■ **Actions to take**
1 - In the f2fs readahead patch note, duplicate the part from "If two readahead" up to and including "insertions(+), 1 deletion(-)".
2 - Put this sentence from the f2fs readahead patch note into Spanish: "This patch tries to avoid redundant readahead calls."
3 - Take the f2fs readahead patch note further, picking up after its last line.

■ **Provided passage**

================

If two readahead threads having same offset enter in readpages, every read
IOs are split and issued to the disk which giving lower bandwidth.

This patch tries to avoid redundant readahead calls.

Signed-off-by: Jaegeuk Kim <[email protected]>
---
v2:
- add missing code to bypass read

fs/f2fs/data.c | 18 +++++++++++++++++-
fs/f2fs/f2fs.h | 1 +
fs/f2fs/super.c | 2 ++
3 files changed, 20 insertions(+), 1 deletion(-)

================

[Lines of data]

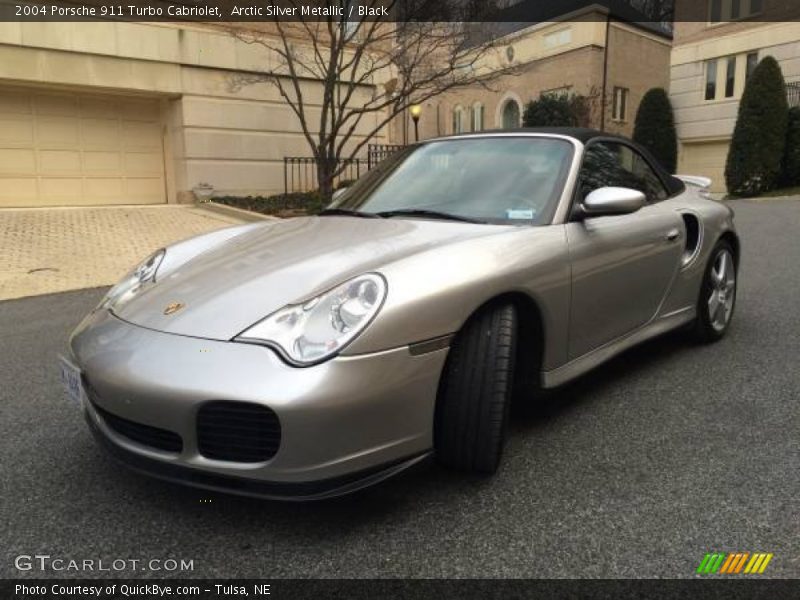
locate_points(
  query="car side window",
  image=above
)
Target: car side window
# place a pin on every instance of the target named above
(618, 165)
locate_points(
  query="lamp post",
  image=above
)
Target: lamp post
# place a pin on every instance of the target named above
(416, 111)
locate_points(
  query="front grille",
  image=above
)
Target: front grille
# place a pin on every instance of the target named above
(146, 435)
(237, 431)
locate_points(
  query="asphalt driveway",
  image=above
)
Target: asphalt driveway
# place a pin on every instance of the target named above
(637, 470)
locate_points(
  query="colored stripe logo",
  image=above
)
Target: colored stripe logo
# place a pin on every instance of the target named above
(734, 563)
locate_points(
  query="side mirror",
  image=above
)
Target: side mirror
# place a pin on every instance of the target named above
(612, 201)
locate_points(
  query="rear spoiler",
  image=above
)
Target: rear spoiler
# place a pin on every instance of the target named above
(704, 183)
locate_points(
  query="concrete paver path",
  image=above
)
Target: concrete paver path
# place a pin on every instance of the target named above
(53, 250)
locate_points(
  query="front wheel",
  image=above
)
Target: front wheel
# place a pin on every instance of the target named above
(474, 396)
(717, 295)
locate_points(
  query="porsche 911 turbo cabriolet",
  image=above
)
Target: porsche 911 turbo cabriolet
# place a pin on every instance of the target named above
(309, 357)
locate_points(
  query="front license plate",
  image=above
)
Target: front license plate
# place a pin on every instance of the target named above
(71, 378)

================

■ **Answers below**
1 -
If two readahead threads having same offset enter in readpages, every read
IOs are split and issued to the disk which giving lower bandwidth.

This patch tries to avoid redundant readahead calls.

Signed-off-by: Jaegeuk Kim <[email protected]>
---
v2:
- add missing code to bypass read

fs/f2fs/data.c | 18 +++++++++++++++++-
fs/f2fs/f2fs.h | 1 +
fs/f2fs/super.c | 2 ++
3 files changed, 20 insertions(+), 1 deletion(-)

2 - Este parche intenta evitar llamadas de lectura anticipada redundantes.

3 -
diff --git a/fs/f2fs/data.c b/fs/f2fs/data.c
index d6094b9f3916..9b69a159cc6c 100644
--- a/fs/f2fs/data.c
+++ b/fs/f2fs/data.c
@@ -2403,6 +2403,7 @@ int f2fs_mpage_readpages(struct address_space *mapping,
#endif
unsigned max_nr_pages = nr_pages;
int ret = 0;
+ bool drop_ra = false;

map.m_pblk = 0;
map.m_lblk = 0;
@@ -2413,13 +2414,25 @@ int f2fs_mpage_readpages(struct address_space *mapping,
map.m_seg_type = NO_CHECK_TYPE;
map.m_may_create = false;

+ /*
+ * Two readahead threads for same address range can cause race condition
+ * which fragments sequential read IOs. So let's avoid each other.
+ */
+ if (pages && is_readahead) {
+ page = list_last_entry(pages, struct page, lru);
+ if (F2FS_I(inode)->ra_offset == page_index(page))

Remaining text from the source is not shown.